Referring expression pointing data
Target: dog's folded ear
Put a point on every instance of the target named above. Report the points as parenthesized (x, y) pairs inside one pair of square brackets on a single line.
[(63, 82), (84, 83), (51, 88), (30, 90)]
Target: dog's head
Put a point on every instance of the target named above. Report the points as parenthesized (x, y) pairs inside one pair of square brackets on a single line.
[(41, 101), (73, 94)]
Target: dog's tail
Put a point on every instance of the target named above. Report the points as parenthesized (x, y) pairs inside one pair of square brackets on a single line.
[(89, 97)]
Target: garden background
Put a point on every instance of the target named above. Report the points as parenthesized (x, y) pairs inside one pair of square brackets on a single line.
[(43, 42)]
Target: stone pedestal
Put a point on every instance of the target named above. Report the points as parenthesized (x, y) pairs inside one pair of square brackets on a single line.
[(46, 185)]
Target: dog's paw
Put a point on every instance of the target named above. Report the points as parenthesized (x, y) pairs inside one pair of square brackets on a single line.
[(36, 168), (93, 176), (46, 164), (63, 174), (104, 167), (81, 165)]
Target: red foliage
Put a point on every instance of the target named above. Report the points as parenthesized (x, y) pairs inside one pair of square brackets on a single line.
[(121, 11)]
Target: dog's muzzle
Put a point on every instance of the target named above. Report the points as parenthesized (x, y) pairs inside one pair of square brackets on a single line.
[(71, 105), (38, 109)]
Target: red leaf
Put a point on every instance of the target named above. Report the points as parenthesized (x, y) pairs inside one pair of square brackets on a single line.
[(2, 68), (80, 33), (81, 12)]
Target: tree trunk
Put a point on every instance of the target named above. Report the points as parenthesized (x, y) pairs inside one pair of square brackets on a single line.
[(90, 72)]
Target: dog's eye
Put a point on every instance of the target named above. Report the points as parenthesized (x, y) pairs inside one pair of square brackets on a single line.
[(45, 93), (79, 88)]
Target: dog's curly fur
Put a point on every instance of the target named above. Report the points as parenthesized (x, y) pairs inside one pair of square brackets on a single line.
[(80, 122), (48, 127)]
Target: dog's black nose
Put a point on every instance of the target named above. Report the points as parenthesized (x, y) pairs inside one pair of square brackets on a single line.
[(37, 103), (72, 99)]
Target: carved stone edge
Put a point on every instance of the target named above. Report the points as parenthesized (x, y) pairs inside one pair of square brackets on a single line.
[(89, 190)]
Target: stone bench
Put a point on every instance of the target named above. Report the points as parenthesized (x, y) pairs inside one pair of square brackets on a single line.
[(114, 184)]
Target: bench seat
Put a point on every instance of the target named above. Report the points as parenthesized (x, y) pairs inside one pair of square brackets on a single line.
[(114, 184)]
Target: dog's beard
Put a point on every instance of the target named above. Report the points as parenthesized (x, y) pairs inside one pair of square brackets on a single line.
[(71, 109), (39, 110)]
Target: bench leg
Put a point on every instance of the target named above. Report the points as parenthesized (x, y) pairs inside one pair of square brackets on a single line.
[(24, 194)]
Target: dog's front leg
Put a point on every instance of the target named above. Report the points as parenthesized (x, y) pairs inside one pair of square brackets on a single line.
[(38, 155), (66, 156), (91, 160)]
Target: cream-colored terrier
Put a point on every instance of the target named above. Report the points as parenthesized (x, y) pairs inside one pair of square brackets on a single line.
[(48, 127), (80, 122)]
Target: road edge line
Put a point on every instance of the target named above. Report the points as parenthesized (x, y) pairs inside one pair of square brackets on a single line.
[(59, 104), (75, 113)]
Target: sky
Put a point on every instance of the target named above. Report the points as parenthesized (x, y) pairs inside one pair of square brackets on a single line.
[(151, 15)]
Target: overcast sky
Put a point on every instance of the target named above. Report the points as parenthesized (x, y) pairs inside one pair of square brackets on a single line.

---

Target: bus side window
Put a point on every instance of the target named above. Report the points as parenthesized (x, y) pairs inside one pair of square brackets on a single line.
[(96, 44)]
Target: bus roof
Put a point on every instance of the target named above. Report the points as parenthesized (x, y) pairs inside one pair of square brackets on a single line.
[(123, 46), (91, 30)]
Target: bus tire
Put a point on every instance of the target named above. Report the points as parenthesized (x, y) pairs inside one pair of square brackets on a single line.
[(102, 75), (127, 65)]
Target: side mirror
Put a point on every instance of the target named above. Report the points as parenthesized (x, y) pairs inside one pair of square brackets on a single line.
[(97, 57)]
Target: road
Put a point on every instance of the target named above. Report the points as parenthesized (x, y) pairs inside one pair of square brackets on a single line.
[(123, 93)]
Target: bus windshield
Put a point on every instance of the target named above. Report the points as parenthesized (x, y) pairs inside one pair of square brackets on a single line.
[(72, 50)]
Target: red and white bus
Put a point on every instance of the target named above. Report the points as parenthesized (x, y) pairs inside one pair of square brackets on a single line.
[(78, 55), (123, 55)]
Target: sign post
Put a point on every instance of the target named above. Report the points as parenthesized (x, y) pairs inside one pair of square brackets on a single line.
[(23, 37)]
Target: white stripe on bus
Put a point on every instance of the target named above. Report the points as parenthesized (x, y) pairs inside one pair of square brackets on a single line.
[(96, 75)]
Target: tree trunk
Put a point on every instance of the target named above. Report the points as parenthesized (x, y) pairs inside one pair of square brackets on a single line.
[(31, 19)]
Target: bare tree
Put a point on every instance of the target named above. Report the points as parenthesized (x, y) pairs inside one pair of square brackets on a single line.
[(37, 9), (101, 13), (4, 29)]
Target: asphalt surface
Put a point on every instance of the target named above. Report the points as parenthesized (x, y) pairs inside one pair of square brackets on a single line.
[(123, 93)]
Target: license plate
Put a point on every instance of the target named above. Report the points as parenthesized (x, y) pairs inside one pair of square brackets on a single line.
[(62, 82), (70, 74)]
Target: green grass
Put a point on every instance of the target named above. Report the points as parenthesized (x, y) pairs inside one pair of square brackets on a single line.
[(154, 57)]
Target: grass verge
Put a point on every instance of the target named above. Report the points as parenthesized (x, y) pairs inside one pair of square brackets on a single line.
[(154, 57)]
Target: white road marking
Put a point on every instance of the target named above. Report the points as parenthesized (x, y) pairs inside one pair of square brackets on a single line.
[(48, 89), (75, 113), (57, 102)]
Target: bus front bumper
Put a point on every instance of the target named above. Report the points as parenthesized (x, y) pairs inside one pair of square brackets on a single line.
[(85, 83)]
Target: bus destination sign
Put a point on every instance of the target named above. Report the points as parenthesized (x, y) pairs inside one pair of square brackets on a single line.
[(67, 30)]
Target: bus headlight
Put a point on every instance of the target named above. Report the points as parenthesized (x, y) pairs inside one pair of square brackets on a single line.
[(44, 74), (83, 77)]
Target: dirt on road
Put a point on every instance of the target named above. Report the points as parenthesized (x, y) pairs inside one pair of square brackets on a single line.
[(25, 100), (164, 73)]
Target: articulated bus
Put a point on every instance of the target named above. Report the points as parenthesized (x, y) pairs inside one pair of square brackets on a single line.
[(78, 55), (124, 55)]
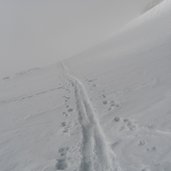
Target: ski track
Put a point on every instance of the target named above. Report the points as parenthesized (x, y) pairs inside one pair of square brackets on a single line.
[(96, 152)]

About this task: Where a line of the entries contains the word "edge", count it, then state the total and nothing else.

Answer to this exercise: 2